═════ Available records

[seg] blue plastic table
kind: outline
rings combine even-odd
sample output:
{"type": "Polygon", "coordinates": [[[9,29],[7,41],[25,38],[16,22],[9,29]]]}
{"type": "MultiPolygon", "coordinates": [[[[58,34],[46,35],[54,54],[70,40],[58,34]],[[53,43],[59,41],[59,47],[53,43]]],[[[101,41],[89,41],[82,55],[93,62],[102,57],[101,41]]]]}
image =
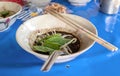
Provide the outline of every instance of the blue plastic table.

══════════

■ Task goal ■
Rewrite the lines of the material above with "blue plastic table" changed to "green folding chair" and everything else left as it is. Omit the pictures from your answer.

■ Exercise response ■
[seg] green folding chair
kind: outline
rings combine even-odd
sample output:
{"type": "Polygon", "coordinates": [[[9,29],[7,41],[25,38],[16,22],[9,29]]]}
{"type": "MultiPolygon", "coordinates": [[[[58,34],[46,35],[54,54],[70,40],[58,34]],[[53,43],[59,41],[59,47],[53,43]]],[[[101,41],[89,41],[82,55],[93,62],[102,57],[101,41]]]]}
image =
Provide the outline of every instance of the green folding chair.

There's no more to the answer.